== ПРЕДЛОЖЕННЫЙ ОТРЫВОК ==
И снова вспоминается, что Чехов был совсем одинок в жиз­ни. И это чувство одиночества было очень сильно, потому что оно проявлялось не только по отношению к людям, его окру­жающим, но и по отношению к его же собственным создани­ям, к тем многочисленным «персонажам», которые постоянно роились вокруг него. Он как бы и к ним «относился с одинако­вым вниманием и с одинаковым проникновенным любопыт­ством», но никому из них «не отдавал своего сердца вполне». В этом смысле он может считаться образцом объективного пи­сателя, резко и сознательно, умышленно, с намерением прово­дящего грань между собою и своими творениями. Так и кажет­ся, что он никогда не упивался и никогда «слезами не обливался над вымыслом» своим. Все эти личные, субъектив­ные эмоции он таил от всех и, тем более, от читателя. «Писать надо садиться тогда, когда чувствуешь себя холодным, как лед»7, — так учил он своих младших сотоварищей. Так, по крайней мере, писал он. Оттого и чувствуется всегда, что лич­ность автора, он сам, Чехов, остается где-то сокрытым, за рас­сказами. Своего рода подспудное течение: драма происходит внутри его самого, а жизнь течет своим чередом.
===
#### КОРОТКАЯ ЗАДАЧА 1:
Найдите в записях все строки, где встречается слово «every», и выпишите их.
== ФРАГМЕНТЫ ЗАПИСЕЙ ==
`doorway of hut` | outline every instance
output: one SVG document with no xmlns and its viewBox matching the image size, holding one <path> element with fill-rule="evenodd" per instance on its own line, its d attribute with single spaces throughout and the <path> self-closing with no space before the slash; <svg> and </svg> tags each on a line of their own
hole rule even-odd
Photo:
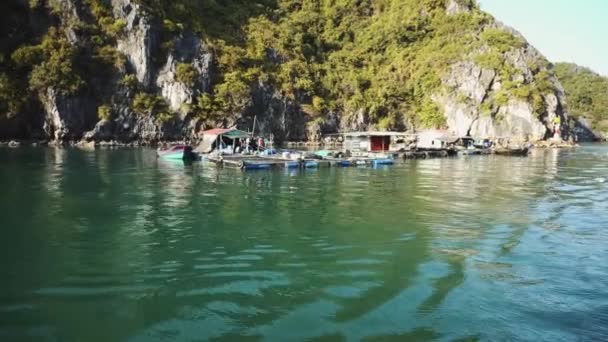
<svg viewBox="0 0 608 342">
<path fill-rule="evenodd" d="M 391 144 L 391 137 L 389 136 L 376 136 L 371 138 L 371 151 L 372 152 L 381 152 L 388 151 L 388 148 Z"/>
</svg>

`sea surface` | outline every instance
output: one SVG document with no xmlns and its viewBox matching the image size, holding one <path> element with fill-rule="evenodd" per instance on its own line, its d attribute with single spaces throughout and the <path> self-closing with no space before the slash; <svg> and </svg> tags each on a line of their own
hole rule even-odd
<svg viewBox="0 0 608 342">
<path fill-rule="evenodd" d="M 240 172 L 0 149 L 0 341 L 608 340 L 608 146 Z"/>
</svg>

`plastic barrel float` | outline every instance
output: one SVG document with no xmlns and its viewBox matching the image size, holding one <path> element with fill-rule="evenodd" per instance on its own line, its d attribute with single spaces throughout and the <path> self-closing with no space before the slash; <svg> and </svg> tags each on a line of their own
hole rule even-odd
<svg viewBox="0 0 608 342">
<path fill-rule="evenodd" d="M 269 169 L 270 164 L 257 164 L 257 163 L 246 163 L 244 160 L 239 161 L 239 167 L 241 170 L 264 170 Z"/>
<path fill-rule="evenodd" d="M 373 166 L 378 166 L 378 165 L 393 165 L 395 163 L 394 160 L 389 159 L 389 158 L 384 158 L 384 159 L 374 159 L 372 161 L 372 165 Z"/>
</svg>

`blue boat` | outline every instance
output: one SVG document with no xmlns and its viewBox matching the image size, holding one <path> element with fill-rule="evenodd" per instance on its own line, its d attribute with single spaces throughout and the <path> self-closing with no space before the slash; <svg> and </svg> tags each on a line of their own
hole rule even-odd
<svg viewBox="0 0 608 342">
<path fill-rule="evenodd" d="M 319 167 L 319 163 L 317 163 L 315 161 L 306 161 L 306 162 L 304 162 L 304 167 L 305 168 Z"/>
<path fill-rule="evenodd" d="M 385 159 L 374 159 L 372 161 L 373 166 L 377 165 L 393 165 L 395 161 L 393 159 L 385 158 Z"/>
</svg>

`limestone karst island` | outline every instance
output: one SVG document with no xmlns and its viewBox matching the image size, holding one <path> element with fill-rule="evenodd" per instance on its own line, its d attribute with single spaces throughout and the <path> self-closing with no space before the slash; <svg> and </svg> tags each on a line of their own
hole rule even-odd
<svg viewBox="0 0 608 342">
<path fill-rule="evenodd" d="M 2 0 L 0 340 L 607 340 L 607 17 Z"/>
</svg>

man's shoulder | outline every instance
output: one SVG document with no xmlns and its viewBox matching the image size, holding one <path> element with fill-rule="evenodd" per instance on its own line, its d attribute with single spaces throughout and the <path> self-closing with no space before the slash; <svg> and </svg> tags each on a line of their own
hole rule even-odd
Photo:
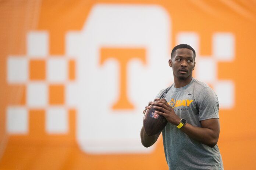
<svg viewBox="0 0 256 170">
<path fill-rule="evenodd" d="M 211 88 L 210 86 L 206 83 L 202 81 L 199 81 L 197 79 L 194 78 L 193 83 L 196 86 L 197 89 L 204 89 L 205 88 Z"/>
</svg>

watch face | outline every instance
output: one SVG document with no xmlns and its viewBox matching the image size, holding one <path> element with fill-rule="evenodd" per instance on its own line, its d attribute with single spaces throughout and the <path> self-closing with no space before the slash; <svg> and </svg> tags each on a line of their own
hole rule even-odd
<svg viewBox="0 0 256 170">
<path fill-rule="evenodd" d="M 186 121 L 184 119 L 181 119 L 181 123 L 183 125 L 185 125 L 186 123 Z"/>
</svg>

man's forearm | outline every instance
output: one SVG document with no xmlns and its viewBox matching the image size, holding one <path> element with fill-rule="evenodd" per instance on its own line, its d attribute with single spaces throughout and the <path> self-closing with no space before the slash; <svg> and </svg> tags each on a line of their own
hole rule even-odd
<svg viewBox="0 0 256 170">
<path fill-rule="evenodd" d="M 152 145 L 156 141 L 160 133 L 161 132 L 155 135 L 149 136 L 146 133 L 144 126 L 143 126 L 141 130 L 141 143 L 146 148 Z"/>
<path fill-rule="evenodd" d="M 217 134 L 213 129 L 196 127 L 189 123 L 180 129 L 192 139 L 210 147 L 214 147 L 218 142 L 219 133 Z"/>
</svg>

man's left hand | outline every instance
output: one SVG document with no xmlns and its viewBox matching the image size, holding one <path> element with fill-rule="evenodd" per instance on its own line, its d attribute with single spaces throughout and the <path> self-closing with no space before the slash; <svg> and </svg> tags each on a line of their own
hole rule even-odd
<svg viewBox="0 0 256 170">
<path fill-rule="evenodd" d="M 166 99 L 161 99 L 154 101 L 154 103 L 155 105 L 157 105 L 154 106 L 154 108 L 160 111 L 156 111 L 156 113 L 164 117 L 171 124 L 176 126 L 179 124 L 181 118 L 176 114 Z"/>
</svg>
===
#### КОРОТКАЯ ЗАДАЧА 2:
Выпишите все фрагменты отрывка о Чехове, которые заключены в кавычки-ёлочки.

#### ОТВЕТ НА ЗАДАНИЕ 1:
`doorway of hut` | outline every instance
`sea surface` | outline every instance
`plastic barrel float` | outline every instance
`blue boat` | outline every instance
`limestone karst island` | outline every instance
man's shoulder | outline every instance
watch face | outline every instance
man's forearm | outline every instance
man's left hand | outline every instance

#### ОТВЕТ НА ЗАДАНИЕ 2:
1. «персонажам»
2. «относился с одинаковым вниманием и с одинаковым проникновенным любопытством»
3. «не отдавал своего сердца вполне»
4. «слезами не обливался над вымыслом»
5. «Писать надо садиться тогда, когда чувствуешь себя холодным, как лед»